§ Given data
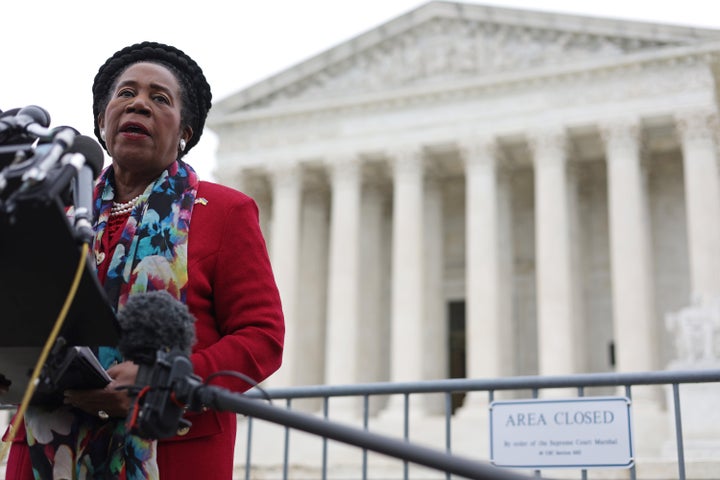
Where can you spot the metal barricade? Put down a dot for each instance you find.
(534, 386)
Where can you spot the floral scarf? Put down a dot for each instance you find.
(151, 255)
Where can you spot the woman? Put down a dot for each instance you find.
(159, 228)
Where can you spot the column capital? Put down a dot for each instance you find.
(480, 151)
(285, 174)
(700, 124)
(621, 135)
(344, 166)
(548, 145)
(406, 160)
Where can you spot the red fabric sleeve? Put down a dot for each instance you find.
(232, 290)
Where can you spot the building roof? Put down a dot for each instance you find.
(443, 42)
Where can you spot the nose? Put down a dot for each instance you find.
(139, 104)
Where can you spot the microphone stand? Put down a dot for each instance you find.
(173, 386)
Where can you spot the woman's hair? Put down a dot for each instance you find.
(196, 94)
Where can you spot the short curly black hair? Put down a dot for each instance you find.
(196, 94)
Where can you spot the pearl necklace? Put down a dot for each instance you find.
(123, 208)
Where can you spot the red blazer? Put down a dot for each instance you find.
(239, 323)
(239, 327)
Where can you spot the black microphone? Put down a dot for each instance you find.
(31, 119)
(82, 186)
(154, 325)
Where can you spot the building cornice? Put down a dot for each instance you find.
(505, 82)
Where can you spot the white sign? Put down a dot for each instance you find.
(583, 432)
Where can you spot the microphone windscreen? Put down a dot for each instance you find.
(38, 114)
(153, 321)
(91, 150)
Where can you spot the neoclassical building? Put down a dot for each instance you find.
(484, 192)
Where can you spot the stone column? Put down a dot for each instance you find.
(557, 316)
(435, 331)
(341, 366)
(702, 197)
(375, 274)
(488, 323)
(284, 255)
(407, 287)
(312, 292)
(630, 250)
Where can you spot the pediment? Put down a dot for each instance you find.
(446, 41)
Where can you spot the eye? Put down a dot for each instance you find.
(125, 92)
(161, 99)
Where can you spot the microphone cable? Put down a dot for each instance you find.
(30, 390)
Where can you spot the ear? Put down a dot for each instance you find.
(186, 133)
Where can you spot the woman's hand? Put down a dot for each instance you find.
(111, 400)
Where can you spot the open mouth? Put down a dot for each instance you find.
(134, 128)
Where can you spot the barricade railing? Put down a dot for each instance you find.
(535, 385)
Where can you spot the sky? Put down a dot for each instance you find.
(51, 49)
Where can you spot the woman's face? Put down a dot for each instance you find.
(142, 119)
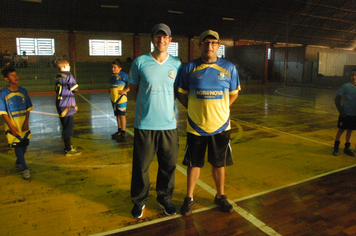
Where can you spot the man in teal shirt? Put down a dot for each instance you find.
(152, 85)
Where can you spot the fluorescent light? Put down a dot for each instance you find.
(31, 0)
(109, 6)
(175, 12)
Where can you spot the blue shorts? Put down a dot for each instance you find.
(119, 109)
(219, 150)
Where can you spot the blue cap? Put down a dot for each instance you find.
(161, 27)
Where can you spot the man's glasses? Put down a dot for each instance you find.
(213, 43)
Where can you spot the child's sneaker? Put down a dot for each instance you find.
(72, 152)
(115, 136)
(18, 166)
(223, 203)
(122, 138)
(26, 174)
(187, 207)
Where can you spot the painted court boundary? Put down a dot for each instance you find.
(259, 224)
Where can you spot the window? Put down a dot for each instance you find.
(269, 54)
(35, 46)
(103, 47)
(221, 51)
(172, 48)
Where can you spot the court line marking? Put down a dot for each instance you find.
(45, 113)
(249, 217)
(283, 132)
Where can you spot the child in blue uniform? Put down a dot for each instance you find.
(66, 105)
(118, 89)
(207, 86)
(345, 102)
(15, 106)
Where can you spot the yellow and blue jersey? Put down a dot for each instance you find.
(118, 82)
(348, 92)
(15, 104)
(208, 86)
(65, 101)
(155, 98)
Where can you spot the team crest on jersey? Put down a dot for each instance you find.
(222, 76)
(197, 76)
(172, 74)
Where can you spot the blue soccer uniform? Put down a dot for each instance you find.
(118, 82)
(15, 104)
(208, 86)
(65, 102)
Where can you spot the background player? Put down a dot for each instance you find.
(118, 89)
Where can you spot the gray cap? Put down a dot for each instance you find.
(209, 33)
(161, 27)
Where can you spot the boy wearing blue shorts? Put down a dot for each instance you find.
(15, 106)
(66, 105)
(347, 114)
(118, 94)
(207, 86)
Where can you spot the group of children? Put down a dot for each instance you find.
(15, 107)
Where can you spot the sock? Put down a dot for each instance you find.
(20, 155)
(67, 146)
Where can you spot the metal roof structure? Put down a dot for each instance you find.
(330, 23)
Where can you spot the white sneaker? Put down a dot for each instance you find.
(26, 174)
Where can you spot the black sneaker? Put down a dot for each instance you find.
(168, 207)
(136, 211)
(186, 209)
(336, 152)
(115, 136)
(349, 152)
(121, 138)
(223, 203)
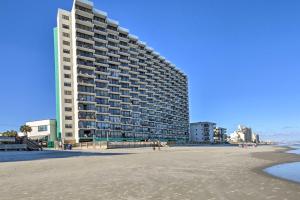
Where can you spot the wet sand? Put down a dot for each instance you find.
(172, 173)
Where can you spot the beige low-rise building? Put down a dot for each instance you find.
(244, 134)
(42, 130)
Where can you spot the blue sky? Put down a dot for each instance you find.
(242, 57)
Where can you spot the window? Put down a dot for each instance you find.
(68, 100)
(67, 59)
(69, 134)
(67, 84)
(68, 109)
(67, 67)
(42, 128)
(65, 17)
(65, 26)
(68, 125)
(68, 117)
(66, 51)
(66, 34)
(66, 43)
(68, 92)
(67, 75)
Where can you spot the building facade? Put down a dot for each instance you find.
(244, 134)
(202, 132)
(220, 135)
(109, 84)
(42, 130)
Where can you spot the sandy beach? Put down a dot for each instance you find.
(172, 173)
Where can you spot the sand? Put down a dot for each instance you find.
(172, 173)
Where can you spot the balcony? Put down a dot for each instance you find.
(98, 23)
(84, 13)
(85, 48)
(84, 22)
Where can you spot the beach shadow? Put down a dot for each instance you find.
(15, 156)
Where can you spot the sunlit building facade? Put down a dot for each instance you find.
(109, 84)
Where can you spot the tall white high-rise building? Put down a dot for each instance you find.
(109, 84)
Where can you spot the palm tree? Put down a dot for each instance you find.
(25, 129)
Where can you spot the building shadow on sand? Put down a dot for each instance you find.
(15, 156)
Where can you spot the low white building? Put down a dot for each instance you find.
(244, 134)
(42, 129)
(202, 132)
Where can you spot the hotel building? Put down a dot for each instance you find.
(202, 132)
(109, 84)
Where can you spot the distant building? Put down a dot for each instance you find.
(244, 134)
(255, 138)
(202, 132)
(43, 130)
(220, 135)
(109, 84)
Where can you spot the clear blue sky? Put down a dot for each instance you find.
(242, 57)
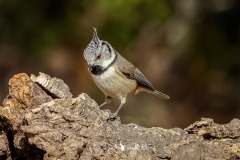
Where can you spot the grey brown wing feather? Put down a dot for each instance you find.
(142, 80)
(131, 72)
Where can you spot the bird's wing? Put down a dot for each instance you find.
(131, 72)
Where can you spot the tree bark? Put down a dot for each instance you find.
(39, 119)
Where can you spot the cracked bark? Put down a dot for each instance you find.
(39, 119)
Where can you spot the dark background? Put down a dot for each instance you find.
(188, 49)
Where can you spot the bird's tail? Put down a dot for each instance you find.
(154, 92)
(157, 93)
(160, 94)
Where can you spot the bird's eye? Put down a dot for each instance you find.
(98, 57)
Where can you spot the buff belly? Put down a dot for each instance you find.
(114, 84)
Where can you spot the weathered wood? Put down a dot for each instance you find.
(37, 125)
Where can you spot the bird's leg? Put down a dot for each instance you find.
(114, 115)
(108, 99)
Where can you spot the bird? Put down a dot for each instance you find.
(115, 76)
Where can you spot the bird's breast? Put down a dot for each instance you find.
(114, 84)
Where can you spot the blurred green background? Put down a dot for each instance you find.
(188, 49)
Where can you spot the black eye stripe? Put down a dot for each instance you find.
(104, 43)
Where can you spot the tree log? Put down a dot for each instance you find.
(39, 119)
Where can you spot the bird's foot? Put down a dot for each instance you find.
(113, 116)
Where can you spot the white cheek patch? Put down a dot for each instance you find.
(108, 73)
(106, 63)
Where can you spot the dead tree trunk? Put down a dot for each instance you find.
(39, 119)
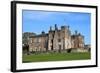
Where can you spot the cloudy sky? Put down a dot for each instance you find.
(38, 21)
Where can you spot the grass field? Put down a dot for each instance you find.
(55, 57)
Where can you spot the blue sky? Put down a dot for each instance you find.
(38, 21)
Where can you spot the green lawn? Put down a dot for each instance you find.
(55, 57)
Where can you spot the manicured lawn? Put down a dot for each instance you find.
(55, 57)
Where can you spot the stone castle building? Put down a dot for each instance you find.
(56, 40)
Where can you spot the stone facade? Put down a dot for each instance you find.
(56, 40)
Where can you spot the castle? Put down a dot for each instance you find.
(56, 40)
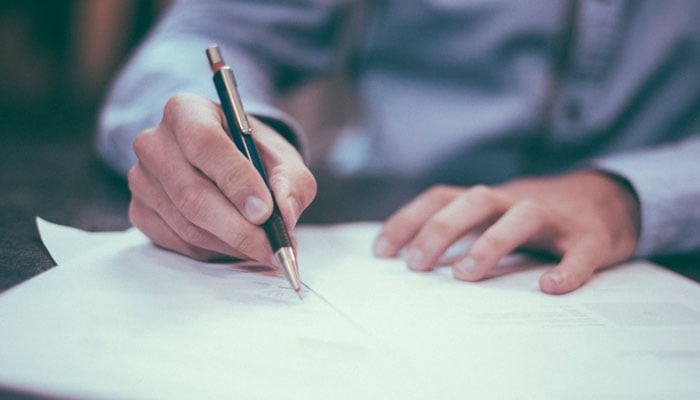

§ Try it
Transcription of the lines from the one with "Where can you spot the white cheek" through the end of the entries is required, exact and with no pictures.

§ Final answer
Where can you spot the white cheek patch? Put down a dot for each instance you find.
(108, 73)
(106, 63)
Where can you spot the dead tree trunk? Put down a dot for each instance you find.
(39, 119)
Where can you spot the cloudy sky? Put down a dot for each instance you find.
(38, 21)
Where can you spot the grass field? Put down a dot for each instance you find.
(55, 57)
Where can you spot the blue sky? Put down a dot for each instance you find.
(38, 21)
Where can you spot the green lawn? Put down a dot for each instance you find.
(55, 57)
Where can you spot the manicured lawn? Put down a dot for each instance you find.
(55, 57)
Where can you spot the stone castle building? Put down a dot for each instance you find.
(56, 40)
Where can you spot the stone facade? Put down a dot for each instance you find.
(56, 40)
Where can you spot the castle? Put down a dot for each instance you find.
(56, 40)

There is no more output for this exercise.